- **Document excerpt**
*** Block opens ***
Fechner was born in Berlin and was a trained tool maker. He joined the SPD in 1910, was a member of the USPD from 1917 to 1922, and then returned to the SPD. He was a district councilor for the Neukölln district of Berlin from 1921 to 1925, and member of the Landtag of Prussia from 1928 to 1933. He worked in the National Executive of the SPD and was the editor of the municipal policy magazine Die Gemeinde (The Community).

Fechner participated in the social-democratic resistance group led by Franz Künstler, and was jailed in 1933–1934 and 1944–1945 by the Nazi regime.

After the war, Fechner became a member of the SED, he was elected to its Executive Committee and Central Committee. Between 1946 and 1948, he was a city councilor for East Berlin, he was elected in 1949 to the German People's Council, in 1950 to the People's Chamber.

In 1948, Fechner succeeded Eugen Schiffer as President of the German Central Administration of Justice, he served from 1949 to 1951 as President of the Association of Democratic Lawyers, and was from October 1949 to July 1953 Minister of Justice of the newly created GDR.
*** Block closes ***
- **Parts of the exercise**
1. According to the biography of Fechner, what was his trade?
2. Rewrite the part of the biography of Fechner starting with "In 1948, Fechner" and going on through "newly created GDR.", putting "Justice Minister" in place of "Minister of Justice".
3. Continue the biography of Fechner from where it stops.

- **Source information**
*** Block opens ***
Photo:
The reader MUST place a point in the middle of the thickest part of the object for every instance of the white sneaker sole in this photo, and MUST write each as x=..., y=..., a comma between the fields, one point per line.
*** Block closes ***
*** Block opens ***
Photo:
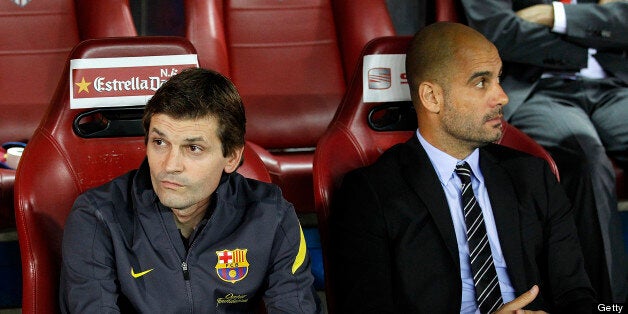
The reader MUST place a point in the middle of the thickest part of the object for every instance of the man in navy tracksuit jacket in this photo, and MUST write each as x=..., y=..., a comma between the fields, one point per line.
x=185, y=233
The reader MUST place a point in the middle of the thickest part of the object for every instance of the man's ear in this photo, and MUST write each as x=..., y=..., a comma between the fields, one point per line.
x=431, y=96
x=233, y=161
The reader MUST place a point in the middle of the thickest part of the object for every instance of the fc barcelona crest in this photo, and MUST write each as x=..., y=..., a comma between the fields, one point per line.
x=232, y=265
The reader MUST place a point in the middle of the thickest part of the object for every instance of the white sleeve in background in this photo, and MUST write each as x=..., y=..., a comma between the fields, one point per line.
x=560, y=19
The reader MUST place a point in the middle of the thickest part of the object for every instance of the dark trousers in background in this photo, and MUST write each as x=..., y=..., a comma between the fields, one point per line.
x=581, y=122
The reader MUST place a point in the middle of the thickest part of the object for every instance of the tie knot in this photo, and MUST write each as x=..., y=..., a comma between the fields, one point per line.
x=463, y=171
*** Block closes ***
*** Block opens ***
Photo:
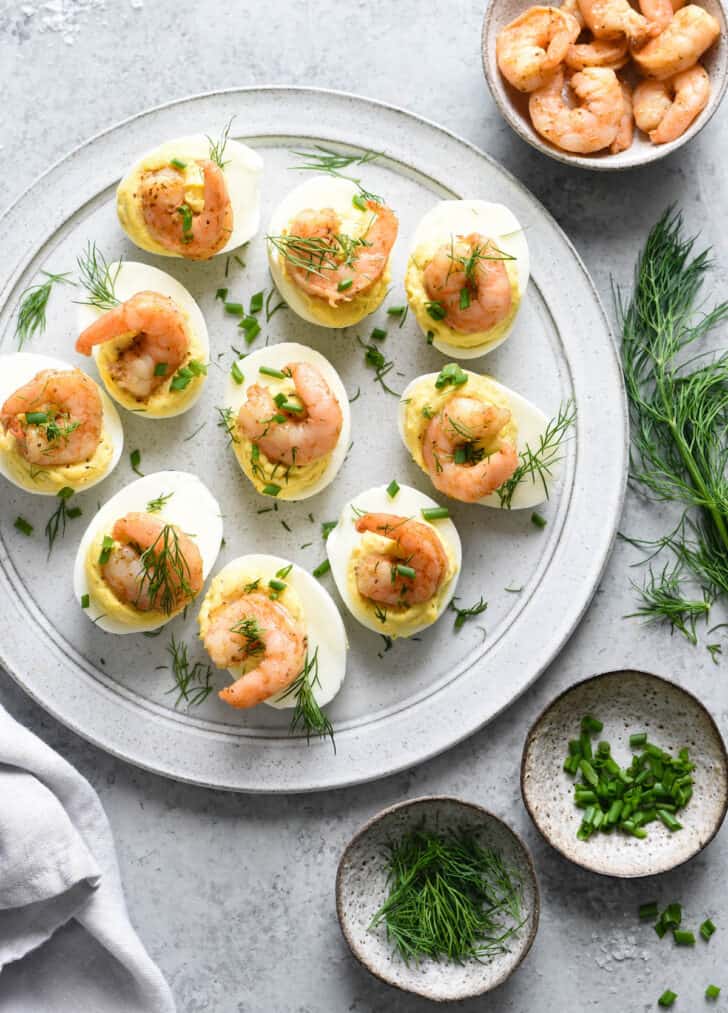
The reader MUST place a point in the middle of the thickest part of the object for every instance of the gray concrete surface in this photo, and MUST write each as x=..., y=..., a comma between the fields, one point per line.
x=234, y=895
*** Block closes ***
- **Response list**
1. He was a trained tool maker.

2.
In 1948, Fechner succeeded Eugen Schiffer as President of the German Central Administration of Justice, he served from 1949 to 1951 as President of the Association of Democratic Lawyers, and was from October 1949 to July 1953 Justice Minister of the newly created GDR.

3.
In an interview to Neues Deutschland, the official party newspaper of East Germany, on 30 June 1953, he voiced his opposition to the prosecution of workers who had taken part in the 17 June strike. Consequently, he was denounced as an "enemy of the state and the party", lost his ministerial charge, was expelled from the SED and arrested. After a two-year-long detention without charge in the Stasi headquarters at Hohenschönhausen, he was sentenced to eight years of prison by the Supreme Court. He was however released on 24 June 1956, and two days later amnestied. In June 1958, he was reinstated as a SED member.

Fechner received in 1967 the Patriotic Order of Merit, and in 1972 the Karl Marx Order, the highest honor in the GDR. He died, aged 81, in Schöneiche, Brandenburg in 1973.

== Publications ==
- How could it happen? Berlin, 1945.
- The nature and role of the new democratic self-government, Berlin, 1948.